A maioria das pessoas já sabe que os anúncios que aparecem em sites e redes sociais são personalizados. É só pesquisar “aspirador de pó” uma vez para ficar semanas recebendo ofertas sobre eletrodomésticos. Mas será que as pessoas sabem o quanto os anunciantes realmente sabem sobre elas? A especialista em exploração de dados da organização Privacy International, Frederike Kaltheuner, resolveu fazer um teste: pediu à empresa de publicidade Quantcast todas as informações que tinham sobre ela.
Você pode nunca ter ouvido o nome Quantcast, mas provavelmente a Quantcast já ouviu (e muito) sobre você. A empresa, com base em São Francisco, coleta informações em tempo real sobre os usuários e afirma conseguir fazê-lo em mais de 100 milhões de sites. É apenas uma das muitas empresas que fazem o direcionamento de anúncios na internet. Em um relatório de 2017, a Acxiom, outra empresa de coleta de dados, dizia oferecer informações sobre aproximadamente 700 milhões de consumidores no mundo, e nossos produtos contêm mais de 5 mil elementos de dados de centenas de fontes.
Empresas de publicidade e corretoras de dados têm silenciosamente coletado, analisado e vendido dados pessoais há décadas, diz Frederike. O que mudou recentemente, contudo, foi a granularidade e invasão de privacidade possíveis.
O detalhamento das informações da Quantcast sobre Frederike, diz a especialista, sugere que os dados não foram obtidos apenas com corretoras de dados, como a Oracle, mas também com a Mastercard e serviços de crédito, como Experian. Algumas das categorias em que ela foi incluída são estranhamente específicas – como viagem e lazer no Canadá (ela diz que esteve no país recentemente, a trabalho), e transações frequentes em restaurantes que vendem bagel. Uma transação inclusive a colocou no grupo de consumidores que gasta muito com álcool em casa.

MATERIAL FORNECIDO:

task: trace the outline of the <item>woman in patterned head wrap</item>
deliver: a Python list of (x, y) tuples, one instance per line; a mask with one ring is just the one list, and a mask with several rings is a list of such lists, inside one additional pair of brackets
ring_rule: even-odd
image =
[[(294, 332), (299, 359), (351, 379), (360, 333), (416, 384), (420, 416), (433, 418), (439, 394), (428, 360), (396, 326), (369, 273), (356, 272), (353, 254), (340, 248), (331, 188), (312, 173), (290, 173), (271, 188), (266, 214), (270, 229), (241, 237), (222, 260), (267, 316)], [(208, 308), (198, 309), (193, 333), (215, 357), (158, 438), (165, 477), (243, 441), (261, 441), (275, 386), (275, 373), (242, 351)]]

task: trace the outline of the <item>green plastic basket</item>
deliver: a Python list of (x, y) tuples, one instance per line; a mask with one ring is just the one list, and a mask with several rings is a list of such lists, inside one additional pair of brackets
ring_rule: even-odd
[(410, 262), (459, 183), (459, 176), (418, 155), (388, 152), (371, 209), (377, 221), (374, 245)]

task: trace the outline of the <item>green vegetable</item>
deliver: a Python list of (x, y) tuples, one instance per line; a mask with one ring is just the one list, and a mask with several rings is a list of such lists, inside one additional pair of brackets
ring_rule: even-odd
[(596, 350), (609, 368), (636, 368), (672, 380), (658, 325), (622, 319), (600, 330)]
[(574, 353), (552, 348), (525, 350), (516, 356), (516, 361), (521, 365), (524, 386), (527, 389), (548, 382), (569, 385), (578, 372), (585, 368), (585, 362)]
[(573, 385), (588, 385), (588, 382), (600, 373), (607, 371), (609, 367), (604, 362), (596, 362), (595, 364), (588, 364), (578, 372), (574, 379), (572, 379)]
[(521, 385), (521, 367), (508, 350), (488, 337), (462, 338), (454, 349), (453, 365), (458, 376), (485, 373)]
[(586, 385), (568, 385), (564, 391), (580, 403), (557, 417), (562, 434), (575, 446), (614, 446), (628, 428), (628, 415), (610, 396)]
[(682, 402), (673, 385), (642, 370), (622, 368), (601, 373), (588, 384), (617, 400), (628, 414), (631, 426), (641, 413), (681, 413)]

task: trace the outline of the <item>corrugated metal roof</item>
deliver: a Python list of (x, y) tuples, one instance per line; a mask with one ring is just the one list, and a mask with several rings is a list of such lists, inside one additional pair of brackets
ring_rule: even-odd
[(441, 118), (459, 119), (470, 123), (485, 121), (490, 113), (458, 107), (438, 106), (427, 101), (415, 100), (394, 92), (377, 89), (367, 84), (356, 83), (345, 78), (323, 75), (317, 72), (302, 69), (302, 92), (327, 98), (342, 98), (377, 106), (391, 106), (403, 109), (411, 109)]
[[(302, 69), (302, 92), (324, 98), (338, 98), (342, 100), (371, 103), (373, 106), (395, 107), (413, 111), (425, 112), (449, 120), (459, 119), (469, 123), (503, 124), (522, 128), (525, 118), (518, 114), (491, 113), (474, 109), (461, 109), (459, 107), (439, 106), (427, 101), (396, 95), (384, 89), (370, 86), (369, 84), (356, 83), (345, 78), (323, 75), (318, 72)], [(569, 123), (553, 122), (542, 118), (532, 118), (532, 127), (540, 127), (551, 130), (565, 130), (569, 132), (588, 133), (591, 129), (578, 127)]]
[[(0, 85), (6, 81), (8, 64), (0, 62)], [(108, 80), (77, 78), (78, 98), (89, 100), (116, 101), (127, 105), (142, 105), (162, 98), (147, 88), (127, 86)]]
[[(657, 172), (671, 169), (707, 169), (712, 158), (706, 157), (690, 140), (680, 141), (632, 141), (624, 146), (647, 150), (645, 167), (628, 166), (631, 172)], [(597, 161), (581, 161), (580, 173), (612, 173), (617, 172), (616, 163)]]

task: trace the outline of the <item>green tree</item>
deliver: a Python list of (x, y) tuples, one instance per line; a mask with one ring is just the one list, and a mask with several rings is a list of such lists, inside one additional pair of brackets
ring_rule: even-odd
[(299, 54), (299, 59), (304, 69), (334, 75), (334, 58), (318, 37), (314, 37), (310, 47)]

DESCRIÇÃO DA TAREFA:
Responda às perguntas sobre o texto dos anúncios personalizados:
1. Em que cidade fica a base da Quantcast?
2. Segundo o relatório de 2017, a Acxiom dizia oferecer informações sobre aproximadamente quantos consumidores no mundo?
3. Com que finalidade Frederike esteve recentemente no Canadá?
O material não tem relação com o texto.

RESULTADO DO EXERCÍCIO:
1. A Quantcast tem base em São Francisco.
2. A Acxiom dizia oferecer informações sobre aproximadamente 700 milhões de consumidores.
3. Frederike esteve no Canadá a trabalho.